__TAREAS__
1. En la crónica sobre la taberna galáctica, ¿por qué se fijó el narrador en las cuatro mujeres sentadas alrededor de una mesa? Responde en una a tres oraciones.
2. Según la crónica sobre la taberna galáctica, ¿de qué color tenía el pelo la mujer que propuso el juego de adivinar su procedencia?

__TEXTO PROPORCIONADO__
************

La crónica cósmica. Volviendo a lo del sexo

LA TABERNA GALÁCTICA. Al entrar anoche en la taberna de mis amores me sorprendió agradablemente que, al contrario de lo habitual, la mayor parte de la clientela fuese femenina. Me fijé en cuatro mujeres que estaban sentadas alrededor de una mesa, porque eran de distintas edades y parecían provenir de diferentes países. Sin embargo, resultaba evidente que las cuatro eran unas guerreras.

Me acerqué a ellas y, tras confesarles mis aficiones de reportero, les pedí permiso para grabar la conversación que mantenían; lo pregunté precavidamente y dispuesto a retirarme con la cola entre las piernas si las cosas se ponían mal. También les aclaré que, dijesen lo que dijesen, mantendría su anonimato. Entonces intercambiaron una mirada con la que se pusieron de acuerdo y me invitaron a sentarme.

Una de ellas, que tenía la piel muy pálida y el pelo plateado, añadió: “Pero sólo te concederemos el honor de grabarnos si eres capaz de acertar de dónde somos”.

“No podíais haberme propuesto un juego que fuese más de mi gusto”, -le dije, “porque gracias a mis continuados viajes he desarrollado una fina habilidad para adivinar la procedencia de la gente que se cruza conmigo. Y en cuanto a ti”, -añadí dirigiéndome a la que me lo había propuesto- “aunque antes iba un poco perdido, tras oírte hablar he sabido que eras española”.

“¡No soy española, sino vasca! Pero te doy el punto porque, de todos modos, tengo el puto pasaporte de España. Y tú, con este acento cuadriculado, debes de ser catalán, ¿verdad?”.

“Sí, “catalino” de pura cepa”.

************

Entradas para localizar objetos nombrados
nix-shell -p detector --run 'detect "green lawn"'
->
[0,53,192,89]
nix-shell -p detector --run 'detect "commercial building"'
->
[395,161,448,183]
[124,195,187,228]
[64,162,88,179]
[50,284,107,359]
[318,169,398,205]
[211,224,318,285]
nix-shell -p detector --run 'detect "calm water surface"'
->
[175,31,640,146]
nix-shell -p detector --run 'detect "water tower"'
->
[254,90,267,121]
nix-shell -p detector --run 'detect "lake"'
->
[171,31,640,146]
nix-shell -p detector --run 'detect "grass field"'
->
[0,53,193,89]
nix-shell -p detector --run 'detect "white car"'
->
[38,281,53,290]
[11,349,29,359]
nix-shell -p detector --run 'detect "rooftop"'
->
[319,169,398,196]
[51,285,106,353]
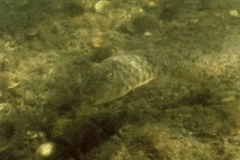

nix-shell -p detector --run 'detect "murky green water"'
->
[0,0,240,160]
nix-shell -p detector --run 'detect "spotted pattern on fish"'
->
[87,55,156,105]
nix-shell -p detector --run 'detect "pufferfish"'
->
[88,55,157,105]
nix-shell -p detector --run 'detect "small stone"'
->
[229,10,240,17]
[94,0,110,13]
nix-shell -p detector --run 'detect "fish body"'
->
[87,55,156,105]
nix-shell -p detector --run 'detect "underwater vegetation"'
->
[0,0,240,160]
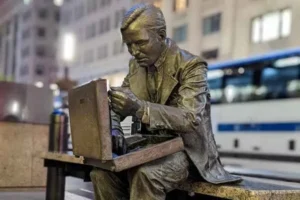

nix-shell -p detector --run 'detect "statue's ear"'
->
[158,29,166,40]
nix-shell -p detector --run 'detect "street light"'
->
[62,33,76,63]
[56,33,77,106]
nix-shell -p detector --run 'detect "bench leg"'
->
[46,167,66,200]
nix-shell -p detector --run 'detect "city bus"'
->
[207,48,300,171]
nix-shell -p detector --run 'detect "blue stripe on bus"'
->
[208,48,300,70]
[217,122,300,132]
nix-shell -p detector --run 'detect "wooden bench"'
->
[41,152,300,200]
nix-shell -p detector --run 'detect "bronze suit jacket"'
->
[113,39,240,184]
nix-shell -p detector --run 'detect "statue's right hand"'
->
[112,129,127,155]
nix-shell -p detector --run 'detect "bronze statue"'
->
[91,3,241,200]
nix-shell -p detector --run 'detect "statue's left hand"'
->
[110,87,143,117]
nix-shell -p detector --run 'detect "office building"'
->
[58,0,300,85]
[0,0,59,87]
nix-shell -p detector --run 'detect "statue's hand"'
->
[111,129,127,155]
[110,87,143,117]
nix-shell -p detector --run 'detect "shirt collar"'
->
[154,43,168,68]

************

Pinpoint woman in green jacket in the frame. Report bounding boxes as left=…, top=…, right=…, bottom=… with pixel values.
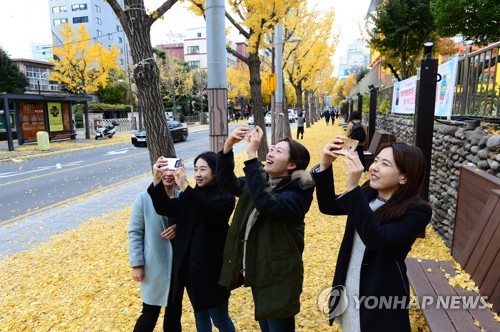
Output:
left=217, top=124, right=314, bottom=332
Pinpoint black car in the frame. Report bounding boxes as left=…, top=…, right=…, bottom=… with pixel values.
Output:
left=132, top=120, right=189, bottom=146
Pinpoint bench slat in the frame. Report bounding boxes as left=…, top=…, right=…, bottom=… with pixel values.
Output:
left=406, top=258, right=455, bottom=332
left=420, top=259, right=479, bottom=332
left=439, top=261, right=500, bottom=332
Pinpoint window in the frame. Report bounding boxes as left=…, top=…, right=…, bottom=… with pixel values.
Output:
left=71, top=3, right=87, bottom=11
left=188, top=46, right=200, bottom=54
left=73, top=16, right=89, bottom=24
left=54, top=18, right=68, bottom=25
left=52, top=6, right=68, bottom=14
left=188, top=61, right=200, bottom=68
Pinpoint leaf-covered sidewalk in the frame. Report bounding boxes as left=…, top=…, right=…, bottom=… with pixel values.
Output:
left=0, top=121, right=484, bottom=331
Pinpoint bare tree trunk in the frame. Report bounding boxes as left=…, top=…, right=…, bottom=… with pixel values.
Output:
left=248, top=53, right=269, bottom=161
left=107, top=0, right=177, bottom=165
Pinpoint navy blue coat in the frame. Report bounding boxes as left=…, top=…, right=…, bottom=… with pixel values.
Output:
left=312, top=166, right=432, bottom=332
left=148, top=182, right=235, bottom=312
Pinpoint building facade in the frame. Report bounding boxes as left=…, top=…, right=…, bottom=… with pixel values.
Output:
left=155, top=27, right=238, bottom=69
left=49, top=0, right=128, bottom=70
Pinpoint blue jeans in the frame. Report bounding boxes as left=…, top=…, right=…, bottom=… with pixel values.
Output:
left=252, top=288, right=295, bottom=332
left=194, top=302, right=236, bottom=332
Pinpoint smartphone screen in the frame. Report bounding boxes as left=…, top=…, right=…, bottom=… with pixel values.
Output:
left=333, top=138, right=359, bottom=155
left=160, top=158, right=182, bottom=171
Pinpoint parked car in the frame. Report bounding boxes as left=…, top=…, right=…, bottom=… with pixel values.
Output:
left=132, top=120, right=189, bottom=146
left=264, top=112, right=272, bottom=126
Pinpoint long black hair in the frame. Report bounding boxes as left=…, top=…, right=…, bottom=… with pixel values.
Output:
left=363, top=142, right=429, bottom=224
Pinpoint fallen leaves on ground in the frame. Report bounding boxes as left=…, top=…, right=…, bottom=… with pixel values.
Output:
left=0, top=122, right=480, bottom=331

************

__RESPUESTAS DEL EJERCICIO__
1. Se fijó en ellas porque eran de distintas edades y parecían provenir de diferentes países.

2. Lo tenía plateado.